··· Task input ···

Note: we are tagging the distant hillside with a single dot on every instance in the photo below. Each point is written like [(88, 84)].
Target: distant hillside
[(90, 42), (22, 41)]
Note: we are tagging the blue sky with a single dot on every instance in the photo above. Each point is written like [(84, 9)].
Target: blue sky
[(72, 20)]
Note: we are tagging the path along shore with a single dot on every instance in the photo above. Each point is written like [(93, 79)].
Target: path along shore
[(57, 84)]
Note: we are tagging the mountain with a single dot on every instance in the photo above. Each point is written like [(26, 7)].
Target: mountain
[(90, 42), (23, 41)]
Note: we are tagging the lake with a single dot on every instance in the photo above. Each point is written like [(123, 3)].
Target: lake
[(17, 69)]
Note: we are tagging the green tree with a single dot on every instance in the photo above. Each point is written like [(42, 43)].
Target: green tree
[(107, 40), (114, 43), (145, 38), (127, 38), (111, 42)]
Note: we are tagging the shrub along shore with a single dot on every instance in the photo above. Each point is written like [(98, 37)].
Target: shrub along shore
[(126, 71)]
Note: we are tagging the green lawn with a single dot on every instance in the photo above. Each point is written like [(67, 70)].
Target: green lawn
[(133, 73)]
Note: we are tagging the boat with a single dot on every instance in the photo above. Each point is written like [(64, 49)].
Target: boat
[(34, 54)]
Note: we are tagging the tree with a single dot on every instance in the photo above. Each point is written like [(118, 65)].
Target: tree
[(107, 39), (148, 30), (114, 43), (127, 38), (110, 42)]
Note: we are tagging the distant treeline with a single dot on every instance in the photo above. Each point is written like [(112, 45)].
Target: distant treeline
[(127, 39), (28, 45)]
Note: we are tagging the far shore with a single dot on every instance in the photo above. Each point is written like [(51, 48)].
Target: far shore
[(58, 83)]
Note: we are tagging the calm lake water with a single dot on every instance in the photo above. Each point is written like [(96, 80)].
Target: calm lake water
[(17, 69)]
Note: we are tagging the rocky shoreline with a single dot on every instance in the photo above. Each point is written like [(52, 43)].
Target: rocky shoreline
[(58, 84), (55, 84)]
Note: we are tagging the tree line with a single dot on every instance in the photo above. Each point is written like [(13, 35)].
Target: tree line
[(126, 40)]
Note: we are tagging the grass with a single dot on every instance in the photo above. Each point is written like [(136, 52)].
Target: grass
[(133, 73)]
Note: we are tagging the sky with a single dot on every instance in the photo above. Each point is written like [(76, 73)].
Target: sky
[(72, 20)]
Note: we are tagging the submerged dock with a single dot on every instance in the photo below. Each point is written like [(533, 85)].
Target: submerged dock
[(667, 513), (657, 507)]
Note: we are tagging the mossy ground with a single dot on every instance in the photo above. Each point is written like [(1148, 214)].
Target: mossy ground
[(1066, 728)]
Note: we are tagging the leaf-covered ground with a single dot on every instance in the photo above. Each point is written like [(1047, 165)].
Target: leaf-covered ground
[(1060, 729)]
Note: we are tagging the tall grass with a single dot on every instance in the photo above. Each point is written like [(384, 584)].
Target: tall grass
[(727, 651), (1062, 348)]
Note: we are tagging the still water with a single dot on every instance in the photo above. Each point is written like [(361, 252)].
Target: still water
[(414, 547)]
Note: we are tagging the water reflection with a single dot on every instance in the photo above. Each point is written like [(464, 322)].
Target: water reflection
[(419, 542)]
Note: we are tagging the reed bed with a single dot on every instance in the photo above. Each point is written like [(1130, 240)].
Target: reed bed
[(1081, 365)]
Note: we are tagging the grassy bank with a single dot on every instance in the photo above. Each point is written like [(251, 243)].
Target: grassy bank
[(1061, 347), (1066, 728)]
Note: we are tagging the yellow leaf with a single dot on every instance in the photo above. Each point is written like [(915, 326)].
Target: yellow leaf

···
··· Task input ···

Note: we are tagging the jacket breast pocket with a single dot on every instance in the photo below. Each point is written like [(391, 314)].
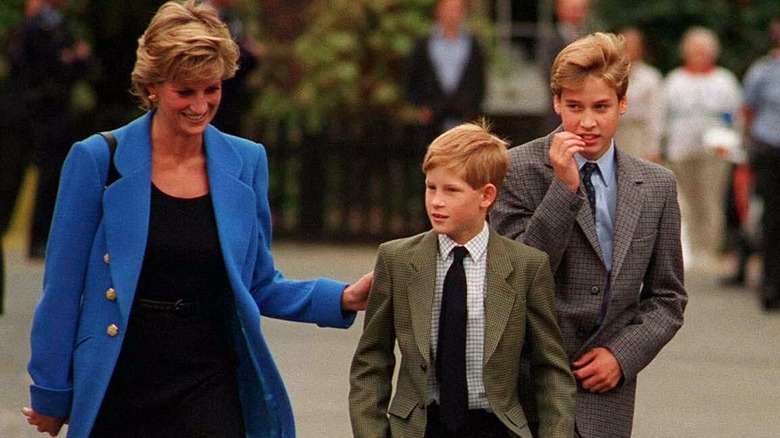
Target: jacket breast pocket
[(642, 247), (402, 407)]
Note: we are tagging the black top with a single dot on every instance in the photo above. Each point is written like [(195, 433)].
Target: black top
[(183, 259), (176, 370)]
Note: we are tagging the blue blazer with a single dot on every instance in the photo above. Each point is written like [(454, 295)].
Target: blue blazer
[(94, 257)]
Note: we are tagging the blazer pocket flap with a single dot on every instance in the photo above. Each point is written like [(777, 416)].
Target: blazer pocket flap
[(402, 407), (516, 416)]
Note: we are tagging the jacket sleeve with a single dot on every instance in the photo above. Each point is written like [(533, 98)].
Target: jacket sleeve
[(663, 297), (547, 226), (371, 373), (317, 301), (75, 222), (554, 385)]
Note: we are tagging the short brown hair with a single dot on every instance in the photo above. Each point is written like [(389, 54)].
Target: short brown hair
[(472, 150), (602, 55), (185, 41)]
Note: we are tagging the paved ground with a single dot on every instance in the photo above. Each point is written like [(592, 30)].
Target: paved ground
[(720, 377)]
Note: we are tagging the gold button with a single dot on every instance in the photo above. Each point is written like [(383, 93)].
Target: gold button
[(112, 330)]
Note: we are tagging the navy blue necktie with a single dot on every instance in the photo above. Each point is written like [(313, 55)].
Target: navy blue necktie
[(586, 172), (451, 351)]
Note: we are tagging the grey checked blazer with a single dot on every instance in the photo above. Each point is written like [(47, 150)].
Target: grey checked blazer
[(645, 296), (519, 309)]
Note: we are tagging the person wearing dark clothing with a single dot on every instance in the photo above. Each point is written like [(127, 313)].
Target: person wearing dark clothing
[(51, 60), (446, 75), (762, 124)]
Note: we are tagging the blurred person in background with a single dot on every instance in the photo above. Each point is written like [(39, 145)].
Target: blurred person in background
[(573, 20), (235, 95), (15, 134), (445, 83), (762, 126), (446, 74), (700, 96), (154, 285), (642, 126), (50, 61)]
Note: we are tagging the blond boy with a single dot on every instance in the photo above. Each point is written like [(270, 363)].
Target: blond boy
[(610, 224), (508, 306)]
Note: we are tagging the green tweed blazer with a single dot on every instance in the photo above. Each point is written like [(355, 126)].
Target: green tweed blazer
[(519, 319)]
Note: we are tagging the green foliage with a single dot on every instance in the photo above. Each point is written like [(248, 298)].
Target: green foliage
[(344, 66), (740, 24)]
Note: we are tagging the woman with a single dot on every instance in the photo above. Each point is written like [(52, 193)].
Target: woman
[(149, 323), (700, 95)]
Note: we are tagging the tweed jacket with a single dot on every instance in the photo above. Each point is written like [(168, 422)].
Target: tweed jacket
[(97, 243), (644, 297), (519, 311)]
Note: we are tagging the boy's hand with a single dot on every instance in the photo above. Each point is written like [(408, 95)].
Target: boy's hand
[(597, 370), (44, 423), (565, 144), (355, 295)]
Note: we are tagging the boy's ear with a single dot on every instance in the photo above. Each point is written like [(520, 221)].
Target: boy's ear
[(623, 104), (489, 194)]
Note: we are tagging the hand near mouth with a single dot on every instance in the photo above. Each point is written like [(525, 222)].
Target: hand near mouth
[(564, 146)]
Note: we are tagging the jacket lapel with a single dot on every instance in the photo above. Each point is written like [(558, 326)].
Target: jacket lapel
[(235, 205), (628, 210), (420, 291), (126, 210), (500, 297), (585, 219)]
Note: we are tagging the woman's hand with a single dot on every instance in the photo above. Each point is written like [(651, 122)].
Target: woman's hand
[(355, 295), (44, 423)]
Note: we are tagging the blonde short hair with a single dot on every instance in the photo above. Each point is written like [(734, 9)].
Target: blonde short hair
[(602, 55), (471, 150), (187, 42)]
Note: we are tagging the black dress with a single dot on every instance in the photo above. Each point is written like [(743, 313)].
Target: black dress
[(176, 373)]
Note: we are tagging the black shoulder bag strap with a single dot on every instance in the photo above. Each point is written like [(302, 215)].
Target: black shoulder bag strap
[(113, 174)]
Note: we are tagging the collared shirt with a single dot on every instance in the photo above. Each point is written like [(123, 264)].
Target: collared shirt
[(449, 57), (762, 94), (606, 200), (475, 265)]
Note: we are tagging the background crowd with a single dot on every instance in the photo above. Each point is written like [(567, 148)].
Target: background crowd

···

Objective:
Reproduce the records verbatim, beginning at the line containing "Note: we are tagging the blazer" and ending after the line containing "222), (554, 385)]".

Solution to the exercise:
Note: we are tagging the blazer pocket flap with a single dot on every instance in the photo above. Each point is written like [(777, 416)].
Target: blazer pocket flap
[(402, 407), (516, 416)]
Note: we are tagging the jacket sleeve with a single dot on every instance in the photo above. Each point is written like [(533, 98)].
Target: jacket sleeve
[(663, 297), (547, 226), (371, 373), (317, 301), (75, 222), (554, 385)]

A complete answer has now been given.